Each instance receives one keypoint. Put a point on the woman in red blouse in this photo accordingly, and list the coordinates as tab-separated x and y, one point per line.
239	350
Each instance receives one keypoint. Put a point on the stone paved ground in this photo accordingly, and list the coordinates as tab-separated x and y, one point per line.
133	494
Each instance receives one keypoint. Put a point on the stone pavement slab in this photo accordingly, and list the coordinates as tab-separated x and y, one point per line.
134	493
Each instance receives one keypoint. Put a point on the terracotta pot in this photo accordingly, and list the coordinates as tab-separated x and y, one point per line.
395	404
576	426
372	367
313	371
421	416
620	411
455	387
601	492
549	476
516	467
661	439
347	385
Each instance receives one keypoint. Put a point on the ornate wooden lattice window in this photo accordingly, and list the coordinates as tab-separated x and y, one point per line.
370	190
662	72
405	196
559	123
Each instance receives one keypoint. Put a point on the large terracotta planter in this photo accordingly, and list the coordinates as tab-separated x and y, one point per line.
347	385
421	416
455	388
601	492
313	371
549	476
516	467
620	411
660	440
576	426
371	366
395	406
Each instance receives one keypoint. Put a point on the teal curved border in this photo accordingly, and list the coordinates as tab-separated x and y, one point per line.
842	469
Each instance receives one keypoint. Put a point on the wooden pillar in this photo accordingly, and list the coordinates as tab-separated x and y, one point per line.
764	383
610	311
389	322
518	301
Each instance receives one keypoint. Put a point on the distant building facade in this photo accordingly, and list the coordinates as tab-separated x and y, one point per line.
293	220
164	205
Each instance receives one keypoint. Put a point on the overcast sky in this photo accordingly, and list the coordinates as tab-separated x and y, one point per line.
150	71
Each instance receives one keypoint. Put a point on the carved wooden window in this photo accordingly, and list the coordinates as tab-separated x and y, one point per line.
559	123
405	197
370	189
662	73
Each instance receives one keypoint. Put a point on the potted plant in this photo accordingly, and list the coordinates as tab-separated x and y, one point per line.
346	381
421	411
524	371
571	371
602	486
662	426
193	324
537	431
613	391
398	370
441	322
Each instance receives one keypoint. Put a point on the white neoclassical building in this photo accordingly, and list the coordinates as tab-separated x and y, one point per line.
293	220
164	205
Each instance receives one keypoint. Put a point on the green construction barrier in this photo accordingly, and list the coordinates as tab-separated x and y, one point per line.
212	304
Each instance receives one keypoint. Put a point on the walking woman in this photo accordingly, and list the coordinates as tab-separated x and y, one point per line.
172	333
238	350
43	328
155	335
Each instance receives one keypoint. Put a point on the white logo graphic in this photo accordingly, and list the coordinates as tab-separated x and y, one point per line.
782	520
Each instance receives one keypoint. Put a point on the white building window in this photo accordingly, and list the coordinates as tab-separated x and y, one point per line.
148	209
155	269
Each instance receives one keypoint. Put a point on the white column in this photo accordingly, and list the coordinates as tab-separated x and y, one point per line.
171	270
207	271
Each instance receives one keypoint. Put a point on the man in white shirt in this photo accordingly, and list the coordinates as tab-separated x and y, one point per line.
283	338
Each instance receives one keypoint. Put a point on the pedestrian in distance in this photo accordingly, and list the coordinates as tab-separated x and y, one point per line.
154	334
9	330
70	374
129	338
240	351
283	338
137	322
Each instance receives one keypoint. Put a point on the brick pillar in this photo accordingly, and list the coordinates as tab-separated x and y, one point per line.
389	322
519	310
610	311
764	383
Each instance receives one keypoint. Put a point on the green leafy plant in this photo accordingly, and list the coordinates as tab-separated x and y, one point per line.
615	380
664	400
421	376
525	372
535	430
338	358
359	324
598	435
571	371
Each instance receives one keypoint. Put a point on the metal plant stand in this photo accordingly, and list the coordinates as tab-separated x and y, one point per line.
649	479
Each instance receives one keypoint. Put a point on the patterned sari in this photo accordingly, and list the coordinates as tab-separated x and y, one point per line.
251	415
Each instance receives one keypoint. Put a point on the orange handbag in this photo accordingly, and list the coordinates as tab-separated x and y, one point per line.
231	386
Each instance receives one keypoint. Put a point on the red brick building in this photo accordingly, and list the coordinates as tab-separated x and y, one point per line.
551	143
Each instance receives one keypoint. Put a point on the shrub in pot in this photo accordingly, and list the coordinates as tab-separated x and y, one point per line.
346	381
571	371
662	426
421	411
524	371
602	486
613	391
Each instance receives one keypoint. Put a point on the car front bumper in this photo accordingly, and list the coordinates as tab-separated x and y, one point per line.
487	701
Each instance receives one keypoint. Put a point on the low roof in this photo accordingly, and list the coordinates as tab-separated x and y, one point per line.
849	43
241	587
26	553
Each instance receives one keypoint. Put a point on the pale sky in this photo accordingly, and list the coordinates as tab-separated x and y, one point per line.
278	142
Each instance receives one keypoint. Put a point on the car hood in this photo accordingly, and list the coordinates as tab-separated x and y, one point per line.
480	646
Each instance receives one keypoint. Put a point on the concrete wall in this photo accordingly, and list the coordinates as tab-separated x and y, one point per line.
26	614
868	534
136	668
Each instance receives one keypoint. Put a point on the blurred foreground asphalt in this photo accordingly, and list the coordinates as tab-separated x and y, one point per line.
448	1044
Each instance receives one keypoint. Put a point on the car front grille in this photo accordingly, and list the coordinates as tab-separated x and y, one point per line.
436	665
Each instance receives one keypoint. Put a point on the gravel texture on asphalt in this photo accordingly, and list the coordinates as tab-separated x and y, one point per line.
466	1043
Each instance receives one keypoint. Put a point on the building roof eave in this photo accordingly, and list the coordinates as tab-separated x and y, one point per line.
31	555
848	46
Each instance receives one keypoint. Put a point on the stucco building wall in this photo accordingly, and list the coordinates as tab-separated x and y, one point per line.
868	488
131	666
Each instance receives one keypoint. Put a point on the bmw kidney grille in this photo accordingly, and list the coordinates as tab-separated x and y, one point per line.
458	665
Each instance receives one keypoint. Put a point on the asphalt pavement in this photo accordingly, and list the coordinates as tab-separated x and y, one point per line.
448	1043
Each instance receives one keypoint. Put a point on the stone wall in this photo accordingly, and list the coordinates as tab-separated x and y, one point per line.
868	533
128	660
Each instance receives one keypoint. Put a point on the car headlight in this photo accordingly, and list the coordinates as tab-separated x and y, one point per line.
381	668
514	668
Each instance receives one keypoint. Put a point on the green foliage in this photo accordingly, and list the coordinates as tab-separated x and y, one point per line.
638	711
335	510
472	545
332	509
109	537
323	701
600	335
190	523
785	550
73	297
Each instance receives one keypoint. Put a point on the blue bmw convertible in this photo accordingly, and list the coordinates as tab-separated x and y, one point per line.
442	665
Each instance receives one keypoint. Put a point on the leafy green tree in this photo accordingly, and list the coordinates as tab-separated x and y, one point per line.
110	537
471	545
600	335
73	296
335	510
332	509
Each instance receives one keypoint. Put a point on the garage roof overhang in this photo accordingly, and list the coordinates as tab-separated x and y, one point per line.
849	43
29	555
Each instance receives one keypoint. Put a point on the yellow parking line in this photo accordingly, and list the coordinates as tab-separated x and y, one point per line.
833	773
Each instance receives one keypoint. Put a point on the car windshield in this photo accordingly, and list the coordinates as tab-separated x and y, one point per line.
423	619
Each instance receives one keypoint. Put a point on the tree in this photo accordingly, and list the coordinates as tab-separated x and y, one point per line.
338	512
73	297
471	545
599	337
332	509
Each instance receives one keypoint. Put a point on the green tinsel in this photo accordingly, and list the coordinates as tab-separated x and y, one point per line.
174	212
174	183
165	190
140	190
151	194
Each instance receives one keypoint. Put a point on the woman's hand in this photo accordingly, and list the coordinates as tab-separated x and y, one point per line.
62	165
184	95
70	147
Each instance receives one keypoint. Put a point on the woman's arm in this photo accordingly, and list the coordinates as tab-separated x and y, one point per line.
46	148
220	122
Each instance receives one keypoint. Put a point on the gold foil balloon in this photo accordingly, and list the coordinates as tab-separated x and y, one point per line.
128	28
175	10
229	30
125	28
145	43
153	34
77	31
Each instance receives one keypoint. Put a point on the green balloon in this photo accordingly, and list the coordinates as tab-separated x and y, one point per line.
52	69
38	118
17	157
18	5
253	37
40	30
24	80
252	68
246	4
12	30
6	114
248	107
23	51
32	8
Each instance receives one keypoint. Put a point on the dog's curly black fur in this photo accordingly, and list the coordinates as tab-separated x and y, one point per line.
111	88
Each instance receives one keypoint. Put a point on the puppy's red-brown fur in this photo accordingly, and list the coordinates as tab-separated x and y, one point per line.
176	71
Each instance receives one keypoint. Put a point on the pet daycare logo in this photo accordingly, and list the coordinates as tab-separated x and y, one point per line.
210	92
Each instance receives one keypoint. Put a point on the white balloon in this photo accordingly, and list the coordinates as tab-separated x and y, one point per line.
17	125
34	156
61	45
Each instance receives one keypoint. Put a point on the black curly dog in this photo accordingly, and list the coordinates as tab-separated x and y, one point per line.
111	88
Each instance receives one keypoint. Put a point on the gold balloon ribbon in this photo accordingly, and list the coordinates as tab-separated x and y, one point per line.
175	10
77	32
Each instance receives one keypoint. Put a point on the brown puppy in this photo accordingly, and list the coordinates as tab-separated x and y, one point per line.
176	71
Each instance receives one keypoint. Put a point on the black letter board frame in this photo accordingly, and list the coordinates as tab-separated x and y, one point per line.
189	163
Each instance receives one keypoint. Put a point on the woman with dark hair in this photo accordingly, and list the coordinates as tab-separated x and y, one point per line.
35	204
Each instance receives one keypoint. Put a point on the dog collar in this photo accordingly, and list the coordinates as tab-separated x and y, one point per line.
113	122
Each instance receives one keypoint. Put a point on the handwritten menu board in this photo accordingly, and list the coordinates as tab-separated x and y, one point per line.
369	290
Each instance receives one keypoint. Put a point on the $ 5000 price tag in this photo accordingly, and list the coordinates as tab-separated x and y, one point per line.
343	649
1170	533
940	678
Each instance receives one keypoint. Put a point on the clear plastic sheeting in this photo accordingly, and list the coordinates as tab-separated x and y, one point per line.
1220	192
◇ ◇ ◇ ◇ ◇ ◇ ◇
At the line containing "the gold balloon", start copying. Continue exactly through the final line of the entries above and stop there.

> [ANSWER TO THE EXERCISE]
Each instance receives one keypoint. Put a point on the gold balloon ribbon in this photo accordingly, and list the coordinates as tab-separated x and y, one point per line.
175	10
77	32
Each instance receives one keypoint. Put a point on the brown puppy in this photo accordingly, and list the coordinates as tab-separated x and y, one point per line.
176	71
Each instance receives one keypoint. Put a point on the black letter board frame in this photo accordingly, and list the coordinates as tab-separated x and y, one point per line.
189	163
Each instance receives one keypoint. Put a point on the woman with dark hair in this photo accordingly, and list the coordinates as tab-separated x and y, one point per line.
35	204
Each instance receives one keypoint. Put a point on the dog collar in this photo accordingly, and list the coordinates as tab-separated x and y, one point per line.
113	122
Each instance receives one keypoint. Put a point on the handwritten menu board in this photo accordingly, and list the coordinates as tab-separated x and y, one point per line.
369	290
Each instance receives one keypoint. Put a point on the $ 5000 price tag in this photo accordingly, and list the coordinates as tab-separated x and y, one point per line.
343	649
1170	533
940	678
Each instance receives one keypoint. Put a point on the clear plastic sheeting in this photo accordingly, and list the coordinates as tab-separated x and y, one point per line.
1220	192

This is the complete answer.